→ Exercise instructions:
Can you write out every line of the rows below again, requests included, multiplying each bounding-box coordinate in the answers by 1.15 and rounding to whole numbers, with halves rounded up? Leave the pictures out.

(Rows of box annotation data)
** Begin **

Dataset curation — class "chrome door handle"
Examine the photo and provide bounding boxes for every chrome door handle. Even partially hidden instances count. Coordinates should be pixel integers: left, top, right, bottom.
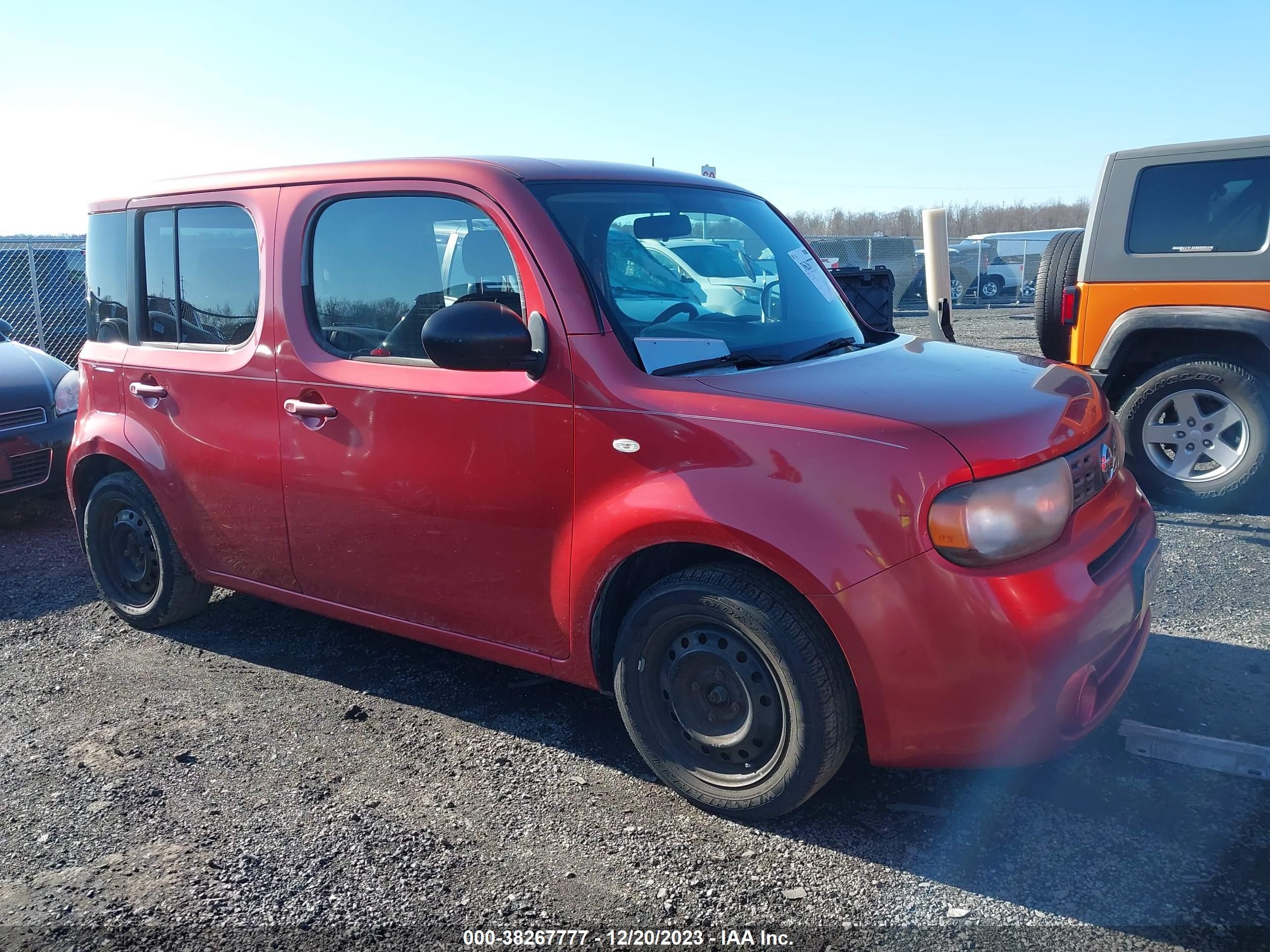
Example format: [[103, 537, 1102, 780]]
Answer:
[[128, 381, 168, 410], [282, 400, 339, 430]]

** End **

→ Solution to the problem:
Dataset curation — class "chrome door handle"
Examine the photo and provide bounding boxes for every chrome door handle. Even partially hidden instances count. Coordinates should be pixel integers: left, top, right, bottom.
Example format: [[103, 537, 1102, 780]]
Answer:
[[147, 438, 193, 472], [324, 460, 390, 495]]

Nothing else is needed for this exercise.